Information supplied: Begin

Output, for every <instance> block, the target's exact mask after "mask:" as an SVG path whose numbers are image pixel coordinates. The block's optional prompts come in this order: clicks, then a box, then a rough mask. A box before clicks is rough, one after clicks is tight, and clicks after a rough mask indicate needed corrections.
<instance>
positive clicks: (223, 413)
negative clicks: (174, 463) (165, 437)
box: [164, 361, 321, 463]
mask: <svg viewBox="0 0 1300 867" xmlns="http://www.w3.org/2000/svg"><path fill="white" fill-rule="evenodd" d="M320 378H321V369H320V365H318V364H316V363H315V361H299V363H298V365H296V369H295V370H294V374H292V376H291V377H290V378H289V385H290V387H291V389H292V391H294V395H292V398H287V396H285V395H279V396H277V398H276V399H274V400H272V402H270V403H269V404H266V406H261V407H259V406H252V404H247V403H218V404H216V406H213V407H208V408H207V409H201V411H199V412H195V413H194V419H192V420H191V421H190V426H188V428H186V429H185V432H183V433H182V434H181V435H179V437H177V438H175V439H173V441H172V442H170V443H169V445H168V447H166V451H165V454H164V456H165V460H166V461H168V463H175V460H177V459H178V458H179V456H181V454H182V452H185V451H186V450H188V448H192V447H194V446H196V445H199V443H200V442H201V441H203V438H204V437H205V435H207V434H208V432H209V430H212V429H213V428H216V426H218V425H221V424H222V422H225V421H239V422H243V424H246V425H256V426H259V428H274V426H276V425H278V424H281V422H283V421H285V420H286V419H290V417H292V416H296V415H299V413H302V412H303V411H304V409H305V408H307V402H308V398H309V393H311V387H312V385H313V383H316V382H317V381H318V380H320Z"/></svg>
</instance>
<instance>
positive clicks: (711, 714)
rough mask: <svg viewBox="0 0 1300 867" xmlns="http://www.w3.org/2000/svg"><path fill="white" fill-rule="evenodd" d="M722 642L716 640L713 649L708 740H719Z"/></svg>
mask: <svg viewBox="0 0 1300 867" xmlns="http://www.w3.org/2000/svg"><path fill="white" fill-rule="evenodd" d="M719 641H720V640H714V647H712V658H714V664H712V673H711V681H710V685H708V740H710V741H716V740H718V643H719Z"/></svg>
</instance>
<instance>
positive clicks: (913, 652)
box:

Information supplied: End

_Problem_: Reproduce the data. Match each line exactly.

_Response_:
Output, for every <instance> block, the target's exact mask after "mask:" as an SVG path whose numbers are image pixel coordinates. The block's optional prompts come in this order: clicks, then a box, then a rough mask. A box before clicks is rough, one after clicks is tight, and clicks after a rough mask indicate needed corrections.
<instance>
positive clicks: (223, 413)
negative clicks: (174, 463) (165, 437)
box: [164, 361, 321, 463]
mask: <svg viewBox="0 0 1300 867" xmlns="http://www.w3.org/2000/svg"><path fill="white" fill-rule="evenodd" d="M320 378H321V369H320V365H318V364H316V363H315V361H299V363H298V365H296V369H295V370H294V374H292V376H291V377H290V378H289V385H290V387H291V389H292V391H294V395H292V398H287V396H285V395H279V396H277V398H276V399H274V400H272V402H270V403H269V404H266V406H261V407H259V406H252V404H247V403H218V404H216V406H213V407H208V408H207V409H201V411H199V412H195V413H194V419H192V420H191V421H190V426H188V428H186V429H185V432H183V433H182V434H181V435H179V437H177V438H175V439H173V441H172V442H170V443H169V445H168V447H166V451H165V454H164V456H165V460H166V461H168V463H175V460H177V459H178V458H179V456H181V454H182V452H185V451H186V450H188V448H192V447H194V446H196V445H199V443H200V442H201V441H203V438H204V437H205V435H207V434H208V432H209V430H212V429H213V428H216V426H218V425H221V424H222V422H225V421H239V422H243V424H246V425H256V426H259V428H274V426H276V425H278V424H281V422H283V421H285V420H286V419H290V417H292V416H296V415H299V413H302V412H303V411H304V409H305V408H307V402H308V398H309V393H311V387H312V385H313V383H316V382H317V381H318V380H320Z"/></svg>
</instance>
<instance>
positive clicks: (711, 714)
rough mask: <svg viewBox="0 0 1300 867" xmlns="http://www.w3.org/2000/svg"><path fill="white" fill-rule="evenodd" d="M722 642L716 640L713 649L708 740H719Z"/></svg>
mask: <svg viewBox="0 0 1300 867" xmlns="http://www.w3.org/2000/svg"><path fill="white" fill-rule="evenodd" d="M719 641H720V640H714V647H712V658H714V664H712V673H711V681H710V685H708V740H710V741H716V740H718V643H719Z"/></svg>
</instance>
<instance>
positive clicks: (913, 652)
box:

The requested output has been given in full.